Fast forward to 2012 when feminism is still a slightly maligned word and 2nd wave feminists cringe at magazine covers of sultry, nearly naked celebrities. Yet are we experiencing a 4th wave? Why Women Still Can’t Have It All, an article by Marie-Anne Slaughter that appeared in the July/August edition of the Atlantic magazine, sheds some light on this new wave from the point of view of an American White House executive. (I suggest ignoring the push to put Clinton in power since the article should be about all of us and not the political aspirations of one woman, but I digress.) “It’s time to stop fooling ourselves, says a woman who left a position of power: the women who have managed to be both mothers and top professionals are superhuman, rich, or self-employed.” You can read the article but it is mostly about balancing motherhood and career if you are rich and does not really provide a lot of solutions to those women who aren’t. The fact that she is publicly denouncing the myth that motherhood and professional success are accessible to all women is refreshing however. I can only sigh with relief. I watched the woman of the eighties try to do it all, the superwoman who watched Oprah, and I have spent a lifetime feeling a great sense of inadequacy for not also acquiring a high-powered professional position, a loving and committed marriage and a couple of kids to nurture and shape into over achieving, genius adults. Even though my own mother was a stay at home housewife, as a woman I felt I had failed, …and it was my own fault. Or so I was willing to believe.
Have feminists sold women a fiction?
Even previous to the 2008 Recession, the economists Betsey Stevenson and Justin Wolfers wrote a paper about women living in the industrialized world. The Paradox of declining female happiness states that these women are less happy today than their predecessors were in 1972, both in general terms and relative to men’s happiness. Whether one asks about happiness or life satisfaction, the study finds that the decline is not because of a single social phenomenon such as a sudden increase in single mothers or a spike in divorce rates, and that it is ubiquitous for all women, working and stay-at-home mothers, married and divorced women, the old and the young, and across different education levels. It suggests that if women no longer report being happier than men and, in many instances, they report a happiness that is below that of men, then maybe men were the real beneficiaries of the women’s movements. Although it is difficult to be certain of the exact reasons this hypothesis might be true from analysing data and statistical findings one idea is proposed. “If the women’s movement raised women’s expectations faster than society was able to meet them, they would be more likely to be disappointed by their actual experienced lives.”
The 4th wave needs to regain contact with reality and with what it is to be a woman internationally and not just here in the Western societies. I have been noticing a global outrage at the levels of abuse experienced by women in every country and every situation. The One Billion Rising organization is a container for this determined movement. This is not a Western movement, but is being powered mainly by women in Third World countries enduring wars, famines, poverty and a complete lack of legislated protections for women. They are being raped, beaten, forced into marriages, held as sex slaves, being denied educations, watching their children die of illness and starvation and countless other injustices. These are the women now saying enough. And it is not a suggestion of war or a sense of entitlement denied. These are mothers and women who are finding the courage to say, enough. Enough of the man’s way of doing things, women are also creators, innovators, leaders, teachers and they are demanding the chance to see things done from their point of view.
+---+
• [What you will do]
- 1) Answer these questions about the piece on feminism, one answer per line, marked the same way:
(a) In which magazine and edition did "Why Women Still Can’t Have It All" appear?
(b) According to the paper by Betsey Stevenson and Justin Wolfers, women today are less happy than their predecessors were in what year?
(c) What organization does the piece describe as a container for the movement against the abuse of women?
- 2) Summarize the piece on feminism in three sentences.
- 3) Carry on the piece on feminism from the point where its last paragraph ends.

[Dataset rows showing where objects appear]
+---+
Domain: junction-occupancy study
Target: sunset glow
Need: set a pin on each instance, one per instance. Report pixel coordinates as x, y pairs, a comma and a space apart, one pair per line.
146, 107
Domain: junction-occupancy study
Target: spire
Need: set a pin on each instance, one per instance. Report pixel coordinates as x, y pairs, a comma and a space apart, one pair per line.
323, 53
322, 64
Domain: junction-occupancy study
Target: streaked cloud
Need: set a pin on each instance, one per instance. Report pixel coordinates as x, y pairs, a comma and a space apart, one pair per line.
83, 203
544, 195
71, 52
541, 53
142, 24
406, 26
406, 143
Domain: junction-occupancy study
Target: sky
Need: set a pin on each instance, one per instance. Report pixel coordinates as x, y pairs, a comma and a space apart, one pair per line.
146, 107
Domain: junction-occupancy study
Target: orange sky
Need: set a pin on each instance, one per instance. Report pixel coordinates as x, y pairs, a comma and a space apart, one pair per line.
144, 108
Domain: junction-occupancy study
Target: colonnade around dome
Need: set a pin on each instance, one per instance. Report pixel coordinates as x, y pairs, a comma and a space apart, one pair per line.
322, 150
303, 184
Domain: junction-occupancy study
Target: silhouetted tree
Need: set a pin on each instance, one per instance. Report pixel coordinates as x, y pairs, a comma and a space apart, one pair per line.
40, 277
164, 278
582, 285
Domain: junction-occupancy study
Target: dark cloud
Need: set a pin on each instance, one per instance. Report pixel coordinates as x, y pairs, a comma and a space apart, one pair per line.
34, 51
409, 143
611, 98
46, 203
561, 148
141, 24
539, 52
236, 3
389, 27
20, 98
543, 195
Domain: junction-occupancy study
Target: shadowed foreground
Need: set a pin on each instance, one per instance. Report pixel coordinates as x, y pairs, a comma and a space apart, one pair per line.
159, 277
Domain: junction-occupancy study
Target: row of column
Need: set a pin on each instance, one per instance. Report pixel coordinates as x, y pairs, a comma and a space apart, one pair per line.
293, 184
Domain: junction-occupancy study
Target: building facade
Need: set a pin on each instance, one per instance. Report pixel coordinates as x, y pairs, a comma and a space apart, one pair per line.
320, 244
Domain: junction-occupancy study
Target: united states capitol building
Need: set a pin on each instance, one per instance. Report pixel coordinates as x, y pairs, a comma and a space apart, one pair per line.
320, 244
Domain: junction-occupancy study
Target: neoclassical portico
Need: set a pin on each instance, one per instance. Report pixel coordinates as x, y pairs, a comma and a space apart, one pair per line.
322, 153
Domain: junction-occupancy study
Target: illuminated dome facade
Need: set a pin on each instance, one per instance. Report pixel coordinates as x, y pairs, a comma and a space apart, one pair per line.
+---+
• [Replies]
- 1)
(a) The July/August edition of the Atlantic magazine
(b) 1972
(c) The One Billion Rising organization

- 2) The piece asks whether a 4th wave of feminism is emerging and points to an Atlantic article by Marie-Anne Slaughter that publicly denounces the myth that motherhood and professional success are accessible to all women. It cites a paper by Betsey Stevenson and Justin Wolfers finding that women in the industrialized world are less happy than their predecessors were in 1972, perhaps because the women's movement raised their expectations faster than society could meet them. It argues that the 4th wave needs to regain contact with what it is to be a woman internationally, as seen in the One Billion Rising movement, powered mainly by women in Third World countries who are now saying enough.

- 3)
It is not a pleasant thought that only when we are desperate and in great pain will we start to demand change yet this seems to be human nature. I think of the women in Egypt who risked their lives to support a peaceful demonstration against a dictator. Or of a 14-year-old schoolgirl campaigning for a girls right to education that was shot in the head by a Taliban gunman. There are many other examples of the demand for change. Some are frightening, some are distressing, some are encouraging and some are humorous such as the Walk a Mile in Her Shoes Protest. The point is they are happening, everywhere.
Walk a Mile in HER SHOES – Moncton, Canada
Again we come back to the modern woman, living in a staggeringly complex world brought to light by shifts like globalization and tools such as the Internet which constantly shrink the distances between us all. Humans are the most diverse, adaptive species on the planet and we have complex societies, religious beliefs and cultures that often contradict each other. Yet what is it to be female, and how is the 4th wave, if that is indeed what we are seeing, different than the previous women’s equality movements? Women’s studies courses reminded us that the history books left out half the equation in most of the stories we were told and part of the demand when these courses were developed was to reveal the truth, although there was sometimes a tendency to state more truth than might have in fact existed but that is the problem with the past, we sometimes lose our knowledge of it. Yet beyond the notable names overlooked or omitted, let it not be forgotten that behind every great man was a great woman, if not a wife or lover than a mother. This is what I see in women, a desire to hold up others before they hold up themselves. I saw this first hand at the Woman’s Day march in Montreal in 2008. Under the wings of the marching women were Communists, LGTB rights, Socialists, police brutality protesters, First Nations land claims protesters and a big red van driven by large guys playing rap music. We were carrying everyone who needed it! I think this is what Marie-Anne Slaughter was listening to when she decided to leave her career of prestige and power to be present for the need of her two teenage sons and why women often turn away from the responsibility of work or of family depending on which one their heart is longing for.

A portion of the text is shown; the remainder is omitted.